■ Tarefas a realizar
1. Transcreva do texto sobre Istambul o trecho que começa nas palavras "Istambul – Quatro" e termina após as palavras "era tarde demais.".
2. Segundo o texto sobre Istambul, em que ano o realizador Alan Parker trouxe para o mundo a imagem da Turquia descrita?

Istambul – Quatro dias de sonho entre dois Continentes
Texto & Fotos de Mário Menezes
“O Expresso da meia noite” foi o filme que mais me marcou. Altamente perturbador. A ação decorre em Istambul, apesar da maior parte ter sido filmada em Malta. O filme que é baseado em factos reais tem várias partes adulteradas.
Ser preso no estrangeiro é certamente dos piores horrores que alguém pode sofrer. Num ápice uma viagem de sonho transforma-se num enorme inferno. Longe de casa, num país corrupto, xenófobo, de baixos ordenados, onde as prisões são insalubres e desrespeitadoras dos direitos humanos e os maus tratos são a rotina diária. Onde os advogados de defesa são manipulados, leia-se comprados, pelo sistema de Justiça. Foi esta a imagem da Turquia que o realizador Alan Parker em 1978 trouxe para o Mundo. Mais tarde veio a retratar-se perante a nação Turca, mas já era tarde demais.
A história de um estudante Americano, “Billy Hayes” jovem, inocente e ingénuo que no final das férias, resolveu transportar consigo no avião de regresso a casa, haxixe colado ao corpo, para vender aos amigos. É detido em flagrante no aeroporto. Interrogado e transportado para a prisão. À chegada começa a perceber a gravidade do crime que cometeu, pois encontra vários estrangeiros que cumpriam penas longas devido a delitos relacionados com droga. Julgado e condenado a uma pena por posse de estupefacientes, de pouco mais de 4 anos de prisão. A meses da liberdade, é-lhe comunicado que o julgamento foi anulado e irá novamente ser julgado, mas desta vez por tráfico de droga, enfrentando uma pena de prisão perpétua. A pena de 30 anos que vem a ser condenado na prática acaba por ser uma pena perpétua, pois as condições vividas na cadeia, a tortura física e psicológica por parte dos guardas, levá-lo-iam à morte ou à loucura. Consegue fugir, o que na gíria prisional significava apanhar “o Expresso da Meia Noite”. Uma história aterradora que nos deve servir de lição.
Durante muitos anos a Turquia foi país que era eu incapaz de visitar. Só o título “O Expresso da Meia Noite” e a sua banda sonora causava-me arrepios.

■ Entradas fornecidas
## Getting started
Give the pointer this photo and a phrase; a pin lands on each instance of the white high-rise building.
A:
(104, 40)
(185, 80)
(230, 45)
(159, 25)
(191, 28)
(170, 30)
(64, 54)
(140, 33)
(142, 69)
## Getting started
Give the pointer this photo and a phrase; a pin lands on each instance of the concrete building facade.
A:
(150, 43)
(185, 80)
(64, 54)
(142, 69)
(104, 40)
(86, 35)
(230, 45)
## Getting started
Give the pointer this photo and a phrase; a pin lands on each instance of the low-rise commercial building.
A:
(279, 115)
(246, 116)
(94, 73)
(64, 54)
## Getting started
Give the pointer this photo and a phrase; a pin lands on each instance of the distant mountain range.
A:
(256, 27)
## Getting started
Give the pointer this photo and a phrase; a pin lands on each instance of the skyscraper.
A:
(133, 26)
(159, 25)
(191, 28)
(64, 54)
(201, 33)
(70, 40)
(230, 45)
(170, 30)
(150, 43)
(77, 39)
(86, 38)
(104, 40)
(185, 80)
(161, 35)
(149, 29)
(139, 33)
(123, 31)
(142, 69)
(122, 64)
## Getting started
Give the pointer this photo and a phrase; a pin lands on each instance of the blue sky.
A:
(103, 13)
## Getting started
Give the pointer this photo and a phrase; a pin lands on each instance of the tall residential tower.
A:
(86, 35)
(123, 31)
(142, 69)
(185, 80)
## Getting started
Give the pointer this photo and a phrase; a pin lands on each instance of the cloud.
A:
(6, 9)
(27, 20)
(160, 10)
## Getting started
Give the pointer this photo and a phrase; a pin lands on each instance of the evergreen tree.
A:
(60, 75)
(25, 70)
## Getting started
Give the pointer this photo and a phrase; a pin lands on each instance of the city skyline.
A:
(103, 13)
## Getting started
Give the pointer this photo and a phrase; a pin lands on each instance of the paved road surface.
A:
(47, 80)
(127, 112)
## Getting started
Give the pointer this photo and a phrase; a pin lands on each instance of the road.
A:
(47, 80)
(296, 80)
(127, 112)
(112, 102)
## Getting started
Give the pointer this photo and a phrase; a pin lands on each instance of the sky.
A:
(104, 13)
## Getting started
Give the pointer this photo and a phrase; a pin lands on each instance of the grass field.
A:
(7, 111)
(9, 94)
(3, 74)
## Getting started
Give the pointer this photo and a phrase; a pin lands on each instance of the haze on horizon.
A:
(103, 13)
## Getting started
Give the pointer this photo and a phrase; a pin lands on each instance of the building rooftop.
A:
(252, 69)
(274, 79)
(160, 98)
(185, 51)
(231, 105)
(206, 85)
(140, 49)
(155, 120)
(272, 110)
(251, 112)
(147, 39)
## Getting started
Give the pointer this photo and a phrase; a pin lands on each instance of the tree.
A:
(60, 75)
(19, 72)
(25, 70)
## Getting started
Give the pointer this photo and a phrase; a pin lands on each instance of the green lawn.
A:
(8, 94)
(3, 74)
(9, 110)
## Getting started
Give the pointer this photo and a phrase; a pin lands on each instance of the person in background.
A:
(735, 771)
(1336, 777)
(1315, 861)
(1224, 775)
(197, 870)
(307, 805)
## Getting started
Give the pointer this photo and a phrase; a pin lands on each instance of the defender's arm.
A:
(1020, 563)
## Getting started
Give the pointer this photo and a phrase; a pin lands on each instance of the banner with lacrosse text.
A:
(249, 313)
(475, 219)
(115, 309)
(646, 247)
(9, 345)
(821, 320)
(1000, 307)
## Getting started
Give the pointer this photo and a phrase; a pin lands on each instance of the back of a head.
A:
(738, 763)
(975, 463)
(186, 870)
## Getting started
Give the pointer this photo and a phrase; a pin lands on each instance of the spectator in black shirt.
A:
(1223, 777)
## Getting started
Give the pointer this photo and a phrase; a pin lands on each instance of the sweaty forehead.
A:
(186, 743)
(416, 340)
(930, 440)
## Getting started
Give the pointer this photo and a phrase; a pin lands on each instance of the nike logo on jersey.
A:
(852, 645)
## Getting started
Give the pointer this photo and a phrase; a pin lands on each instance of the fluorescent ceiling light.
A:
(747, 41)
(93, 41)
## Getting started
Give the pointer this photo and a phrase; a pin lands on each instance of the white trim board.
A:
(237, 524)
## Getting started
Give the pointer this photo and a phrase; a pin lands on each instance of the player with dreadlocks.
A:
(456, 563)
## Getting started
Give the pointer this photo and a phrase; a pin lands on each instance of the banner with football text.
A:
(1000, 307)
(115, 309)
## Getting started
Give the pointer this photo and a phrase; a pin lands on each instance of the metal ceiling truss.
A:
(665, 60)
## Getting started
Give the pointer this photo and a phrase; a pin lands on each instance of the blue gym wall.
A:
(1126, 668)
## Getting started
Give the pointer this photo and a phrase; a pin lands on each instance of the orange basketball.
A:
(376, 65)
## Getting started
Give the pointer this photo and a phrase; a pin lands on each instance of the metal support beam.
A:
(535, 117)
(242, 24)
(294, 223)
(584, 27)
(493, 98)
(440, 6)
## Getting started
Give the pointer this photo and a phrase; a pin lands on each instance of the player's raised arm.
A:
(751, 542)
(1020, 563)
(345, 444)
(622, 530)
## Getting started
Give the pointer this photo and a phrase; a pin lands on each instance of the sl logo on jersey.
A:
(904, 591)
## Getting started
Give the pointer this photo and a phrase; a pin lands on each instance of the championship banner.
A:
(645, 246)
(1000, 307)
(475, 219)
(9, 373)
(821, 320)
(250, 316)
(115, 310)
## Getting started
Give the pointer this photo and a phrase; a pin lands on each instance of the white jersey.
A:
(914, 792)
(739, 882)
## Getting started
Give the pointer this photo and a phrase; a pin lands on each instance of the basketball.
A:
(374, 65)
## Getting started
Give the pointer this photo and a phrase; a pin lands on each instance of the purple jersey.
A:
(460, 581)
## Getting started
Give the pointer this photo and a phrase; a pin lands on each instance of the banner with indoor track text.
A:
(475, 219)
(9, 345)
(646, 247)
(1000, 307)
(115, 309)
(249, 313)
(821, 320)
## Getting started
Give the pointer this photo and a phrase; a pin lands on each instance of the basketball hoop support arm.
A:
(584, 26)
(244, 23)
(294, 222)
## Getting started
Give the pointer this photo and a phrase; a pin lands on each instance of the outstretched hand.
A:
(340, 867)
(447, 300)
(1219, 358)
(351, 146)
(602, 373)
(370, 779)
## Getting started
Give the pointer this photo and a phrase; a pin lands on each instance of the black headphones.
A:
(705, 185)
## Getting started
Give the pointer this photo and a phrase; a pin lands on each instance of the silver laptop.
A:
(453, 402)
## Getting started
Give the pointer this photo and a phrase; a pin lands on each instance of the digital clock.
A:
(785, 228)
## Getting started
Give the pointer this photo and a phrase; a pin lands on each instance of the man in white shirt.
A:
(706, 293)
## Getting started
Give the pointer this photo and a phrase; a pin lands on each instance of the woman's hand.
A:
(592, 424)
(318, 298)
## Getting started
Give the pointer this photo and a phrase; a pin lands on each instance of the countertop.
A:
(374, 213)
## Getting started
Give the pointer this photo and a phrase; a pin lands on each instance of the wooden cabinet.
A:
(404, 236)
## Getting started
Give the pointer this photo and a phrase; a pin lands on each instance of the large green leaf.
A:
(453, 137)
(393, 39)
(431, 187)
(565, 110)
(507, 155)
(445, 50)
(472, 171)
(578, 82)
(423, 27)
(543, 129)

■ Respostas esperadas
1.
Istambul – Quatro dias de sonho entre dois Continentes
Texto & Fotos de Mário Menezes
“O Expresso da meia noite” foi o filme que mais me marcou. Altamente perturbador. A ação decorre em Istambul, apesar da maior parte ter sido filmada em Malta. O filme que é baseado em factos reais tem várias partes adulteradas.
Ser preso no estrangeiro é certamente dos piores horrores que alguém pode sofrer. Num ápice uma viagem de sonho transforma-se num enorme inferno. Longe de casa, num país corrupto, xenófobo, de baixos ordenados, onde as prisões são insalubres e desrespeitadoras dos direitos humanos e os maus tratos são a rotina diária. Onde os advogados de defesa são manipulados, leia-se comprados, pelo sistema de Justiça. Foi esta a imagem da Turquia que o realizador Alan Parker em 1978 trouxe para o Mundo. Mais tarde veio a retratar-se perante a nação Turca, mas já era tarde demais.

2. Em 1978.